*GIVEN TASK:*
In the lines below, change each "object-detection module" to "box-drawing tool" and keep everything else as it is. Leave the pictures out of your answer.
___ RECORD EXTRACTS
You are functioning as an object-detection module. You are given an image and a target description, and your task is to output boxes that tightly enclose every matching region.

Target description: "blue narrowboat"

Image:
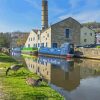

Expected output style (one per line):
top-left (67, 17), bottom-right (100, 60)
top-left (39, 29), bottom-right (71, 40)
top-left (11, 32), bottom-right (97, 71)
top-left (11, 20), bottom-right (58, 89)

top-left (38, 43), bottom-right (74, 58)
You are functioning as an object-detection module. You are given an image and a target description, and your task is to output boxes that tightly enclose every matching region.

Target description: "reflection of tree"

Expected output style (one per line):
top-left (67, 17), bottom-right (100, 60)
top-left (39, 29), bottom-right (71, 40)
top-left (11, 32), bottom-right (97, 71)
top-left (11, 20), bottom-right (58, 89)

top-left (0, 35), bottom-right (10, 47)
top-left (16, 33), bottom-right (29, 47)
______
*RESULT OF THE TASK:*
You are functioning as an box-drawing tool. You are given an image and a target description, and your task is to output boxes that tightly enclose every matching region.

Target description: "blue narrowboat"

Image:

Expected output style (one per line):
top-left (67, 17), bottom-right (100, 60)
top-left (39, 29), bottom-right (71, 40)
top-left (11, 32), bottom-right (97, 71)
top-left (11, 20), bottom-right (58, 89)

top-left (38, 43), bottom-right (74, 58)
You are functioning as an box-drawing tool. You are given an image and a target description, and your task is to output boxes that tightly enclose every matching region.

Target description: "reflection of tree"

Expected output style (one per line):
top-left (67, 17), bottom-right (100, 60)
top-left (39, 29), bottom-right (71, 40)
top-left (11, 32), bottom-right (97, 71)
top-left (11, 20), bottom-right (58, 89)

top-left (0, 35), bottom-right (10, 47)
top-left (16, 33), bottom-right (29, 47)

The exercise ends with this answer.